_WHAT IS NEEDED_. From the line below that contains "point(32, 235)" to the line that contains "point(91, 274)", repeat every line exactly, both ends included, and nothing else.

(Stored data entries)
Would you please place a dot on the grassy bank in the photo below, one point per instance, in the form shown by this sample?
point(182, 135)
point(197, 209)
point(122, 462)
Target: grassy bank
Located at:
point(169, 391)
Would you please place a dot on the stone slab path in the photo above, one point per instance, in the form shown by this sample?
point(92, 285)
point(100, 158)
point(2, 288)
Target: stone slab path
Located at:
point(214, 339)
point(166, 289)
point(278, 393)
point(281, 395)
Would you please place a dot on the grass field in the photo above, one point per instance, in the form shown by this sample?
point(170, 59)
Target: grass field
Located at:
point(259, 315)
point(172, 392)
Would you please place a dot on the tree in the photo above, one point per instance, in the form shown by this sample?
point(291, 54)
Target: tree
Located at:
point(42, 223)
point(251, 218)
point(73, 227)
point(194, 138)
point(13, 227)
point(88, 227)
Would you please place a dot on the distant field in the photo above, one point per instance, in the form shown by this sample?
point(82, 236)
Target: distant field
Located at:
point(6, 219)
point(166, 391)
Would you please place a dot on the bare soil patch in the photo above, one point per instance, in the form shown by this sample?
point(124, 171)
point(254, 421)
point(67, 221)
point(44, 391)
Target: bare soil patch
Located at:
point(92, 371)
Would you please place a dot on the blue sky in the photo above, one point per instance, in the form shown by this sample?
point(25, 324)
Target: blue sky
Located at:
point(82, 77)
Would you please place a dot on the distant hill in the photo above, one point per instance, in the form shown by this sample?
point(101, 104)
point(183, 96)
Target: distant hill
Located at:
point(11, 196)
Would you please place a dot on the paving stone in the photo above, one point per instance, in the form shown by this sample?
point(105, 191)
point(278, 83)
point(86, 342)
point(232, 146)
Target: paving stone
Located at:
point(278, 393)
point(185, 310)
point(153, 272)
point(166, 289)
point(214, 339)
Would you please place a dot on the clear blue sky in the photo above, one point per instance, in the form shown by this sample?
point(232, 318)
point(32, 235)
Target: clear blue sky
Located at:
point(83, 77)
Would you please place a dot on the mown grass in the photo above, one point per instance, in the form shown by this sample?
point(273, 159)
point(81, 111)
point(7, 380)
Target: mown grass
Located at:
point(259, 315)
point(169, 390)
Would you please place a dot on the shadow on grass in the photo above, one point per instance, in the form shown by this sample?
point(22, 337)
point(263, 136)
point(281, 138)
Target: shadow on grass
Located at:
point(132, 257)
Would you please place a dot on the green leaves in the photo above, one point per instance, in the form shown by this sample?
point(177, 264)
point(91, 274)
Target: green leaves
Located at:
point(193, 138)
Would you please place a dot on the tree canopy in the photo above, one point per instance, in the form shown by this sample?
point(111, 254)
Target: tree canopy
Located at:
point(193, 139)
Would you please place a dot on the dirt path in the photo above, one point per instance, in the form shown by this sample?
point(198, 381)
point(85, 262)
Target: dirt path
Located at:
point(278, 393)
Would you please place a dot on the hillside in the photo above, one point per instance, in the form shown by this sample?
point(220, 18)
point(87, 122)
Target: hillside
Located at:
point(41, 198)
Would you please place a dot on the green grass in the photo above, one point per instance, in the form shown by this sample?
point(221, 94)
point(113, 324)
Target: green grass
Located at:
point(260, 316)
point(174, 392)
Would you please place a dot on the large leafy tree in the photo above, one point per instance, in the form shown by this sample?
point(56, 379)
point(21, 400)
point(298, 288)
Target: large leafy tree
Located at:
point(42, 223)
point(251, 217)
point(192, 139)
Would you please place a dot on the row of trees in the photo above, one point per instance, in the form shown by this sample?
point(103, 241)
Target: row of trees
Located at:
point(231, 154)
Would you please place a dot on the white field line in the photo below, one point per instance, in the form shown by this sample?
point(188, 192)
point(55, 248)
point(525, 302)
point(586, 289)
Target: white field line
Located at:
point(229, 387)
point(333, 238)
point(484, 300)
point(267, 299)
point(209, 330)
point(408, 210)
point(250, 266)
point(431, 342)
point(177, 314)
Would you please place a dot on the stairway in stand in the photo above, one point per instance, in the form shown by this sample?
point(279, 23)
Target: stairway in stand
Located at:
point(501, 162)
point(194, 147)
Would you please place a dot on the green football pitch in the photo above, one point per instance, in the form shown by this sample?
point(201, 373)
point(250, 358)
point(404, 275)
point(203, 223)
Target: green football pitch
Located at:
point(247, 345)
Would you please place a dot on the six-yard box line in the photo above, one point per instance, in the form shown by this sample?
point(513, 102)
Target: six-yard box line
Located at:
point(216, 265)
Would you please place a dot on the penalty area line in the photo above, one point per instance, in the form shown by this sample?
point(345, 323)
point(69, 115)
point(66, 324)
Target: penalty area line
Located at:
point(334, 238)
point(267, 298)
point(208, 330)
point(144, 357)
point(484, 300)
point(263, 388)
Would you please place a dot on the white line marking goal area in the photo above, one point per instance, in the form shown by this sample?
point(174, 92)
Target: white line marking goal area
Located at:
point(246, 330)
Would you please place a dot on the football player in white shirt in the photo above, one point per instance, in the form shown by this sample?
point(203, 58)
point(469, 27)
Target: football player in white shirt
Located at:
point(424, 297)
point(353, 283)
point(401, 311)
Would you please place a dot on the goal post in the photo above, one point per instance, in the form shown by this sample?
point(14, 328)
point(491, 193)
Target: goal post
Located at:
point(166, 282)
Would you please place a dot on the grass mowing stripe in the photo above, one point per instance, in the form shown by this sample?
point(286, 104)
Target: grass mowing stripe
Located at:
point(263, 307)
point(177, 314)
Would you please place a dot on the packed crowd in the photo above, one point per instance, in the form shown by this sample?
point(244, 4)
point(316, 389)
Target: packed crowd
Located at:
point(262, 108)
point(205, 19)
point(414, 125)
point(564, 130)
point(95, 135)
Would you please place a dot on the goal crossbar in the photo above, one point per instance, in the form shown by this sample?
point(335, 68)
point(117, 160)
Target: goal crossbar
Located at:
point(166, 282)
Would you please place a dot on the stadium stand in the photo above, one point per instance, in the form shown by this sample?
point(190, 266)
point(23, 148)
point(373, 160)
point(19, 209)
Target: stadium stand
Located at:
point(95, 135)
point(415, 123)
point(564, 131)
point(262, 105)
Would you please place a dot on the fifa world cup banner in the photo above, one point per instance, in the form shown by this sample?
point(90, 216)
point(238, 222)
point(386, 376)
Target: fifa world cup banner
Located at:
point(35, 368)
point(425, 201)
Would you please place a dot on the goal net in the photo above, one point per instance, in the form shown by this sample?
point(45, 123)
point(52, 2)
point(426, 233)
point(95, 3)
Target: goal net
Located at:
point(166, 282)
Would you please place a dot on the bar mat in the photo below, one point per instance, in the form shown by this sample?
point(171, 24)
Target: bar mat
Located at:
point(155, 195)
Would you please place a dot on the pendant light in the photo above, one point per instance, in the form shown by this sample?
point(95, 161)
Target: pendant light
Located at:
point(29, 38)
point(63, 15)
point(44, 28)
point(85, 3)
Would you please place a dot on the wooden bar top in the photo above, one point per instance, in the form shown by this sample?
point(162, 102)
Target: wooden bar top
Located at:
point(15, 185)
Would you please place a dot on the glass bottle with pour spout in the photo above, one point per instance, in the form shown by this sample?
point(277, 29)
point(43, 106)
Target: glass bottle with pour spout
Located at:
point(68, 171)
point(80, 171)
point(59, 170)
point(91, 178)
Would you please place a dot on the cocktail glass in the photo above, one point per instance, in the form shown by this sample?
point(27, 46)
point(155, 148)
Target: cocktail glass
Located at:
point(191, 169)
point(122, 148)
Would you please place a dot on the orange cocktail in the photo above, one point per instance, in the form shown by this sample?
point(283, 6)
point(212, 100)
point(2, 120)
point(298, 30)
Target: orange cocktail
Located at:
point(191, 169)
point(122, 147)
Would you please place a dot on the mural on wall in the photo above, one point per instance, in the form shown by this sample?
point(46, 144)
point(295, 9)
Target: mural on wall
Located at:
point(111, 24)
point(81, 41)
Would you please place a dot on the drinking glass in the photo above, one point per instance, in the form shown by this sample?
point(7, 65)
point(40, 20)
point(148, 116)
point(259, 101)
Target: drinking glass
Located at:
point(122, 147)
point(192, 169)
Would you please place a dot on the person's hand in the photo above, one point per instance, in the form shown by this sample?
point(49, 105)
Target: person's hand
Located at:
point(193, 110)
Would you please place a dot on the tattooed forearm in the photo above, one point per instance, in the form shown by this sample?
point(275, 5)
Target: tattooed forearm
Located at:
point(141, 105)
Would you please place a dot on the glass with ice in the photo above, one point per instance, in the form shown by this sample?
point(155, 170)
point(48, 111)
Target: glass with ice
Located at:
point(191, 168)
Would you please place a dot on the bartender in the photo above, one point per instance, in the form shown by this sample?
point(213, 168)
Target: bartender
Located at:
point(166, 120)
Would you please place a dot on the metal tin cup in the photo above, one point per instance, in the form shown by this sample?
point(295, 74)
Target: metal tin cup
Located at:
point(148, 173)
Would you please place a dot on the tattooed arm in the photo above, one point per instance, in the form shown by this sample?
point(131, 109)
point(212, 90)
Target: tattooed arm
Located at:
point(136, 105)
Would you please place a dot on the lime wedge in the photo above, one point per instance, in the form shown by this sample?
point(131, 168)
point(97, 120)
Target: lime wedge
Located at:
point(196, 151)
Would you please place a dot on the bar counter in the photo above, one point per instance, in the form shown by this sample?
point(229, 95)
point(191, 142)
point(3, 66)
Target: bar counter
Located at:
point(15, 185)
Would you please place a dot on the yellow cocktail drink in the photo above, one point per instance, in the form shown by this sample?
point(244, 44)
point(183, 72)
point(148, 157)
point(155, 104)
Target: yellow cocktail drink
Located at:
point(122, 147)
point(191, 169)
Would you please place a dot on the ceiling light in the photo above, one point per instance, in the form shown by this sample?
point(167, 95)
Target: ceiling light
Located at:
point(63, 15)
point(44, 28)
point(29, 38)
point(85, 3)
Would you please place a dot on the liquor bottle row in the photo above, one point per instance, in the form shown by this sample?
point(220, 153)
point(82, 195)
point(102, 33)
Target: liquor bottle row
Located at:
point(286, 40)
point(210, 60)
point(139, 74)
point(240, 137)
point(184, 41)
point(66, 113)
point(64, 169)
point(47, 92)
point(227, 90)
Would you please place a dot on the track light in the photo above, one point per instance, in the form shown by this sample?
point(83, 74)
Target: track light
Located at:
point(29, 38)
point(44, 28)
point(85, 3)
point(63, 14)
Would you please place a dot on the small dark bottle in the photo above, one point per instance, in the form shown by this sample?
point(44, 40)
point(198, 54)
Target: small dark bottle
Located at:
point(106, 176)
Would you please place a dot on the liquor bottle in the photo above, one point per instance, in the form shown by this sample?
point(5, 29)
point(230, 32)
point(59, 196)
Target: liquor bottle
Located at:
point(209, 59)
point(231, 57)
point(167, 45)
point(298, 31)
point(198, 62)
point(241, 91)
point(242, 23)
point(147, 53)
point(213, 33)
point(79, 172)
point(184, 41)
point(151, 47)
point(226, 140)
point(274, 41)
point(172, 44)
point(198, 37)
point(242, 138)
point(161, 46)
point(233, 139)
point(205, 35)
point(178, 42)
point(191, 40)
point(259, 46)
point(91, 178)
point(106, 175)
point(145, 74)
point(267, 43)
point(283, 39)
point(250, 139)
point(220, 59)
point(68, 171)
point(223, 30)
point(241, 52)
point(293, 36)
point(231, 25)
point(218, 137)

_PROBLEM SOLUTION_.
point(32, 235)
Target: clear blue sky
Located at:
point(83, 77)
Would you please place a dot on the mown grass in the photo above, one point per instance, in the form shown by this sample?
point(273, 159)
point(81, 111)
point(7, 380)
Target: mown grass
Located at:
point(259, 315)
point(169, 390)
Would you please place a dot on the shadow on grass in the photo above, one point per instance, in the form shown by this sample?
point(22, 337)
point(263, 136)
point(281, 138)
Target: shadow on grass
Located at:
point(132, 257)
Would you please place a dot on the green leaves in the photo above, one point per instance, in the form shown by this sample?
point(177, 264)
point(91, 274)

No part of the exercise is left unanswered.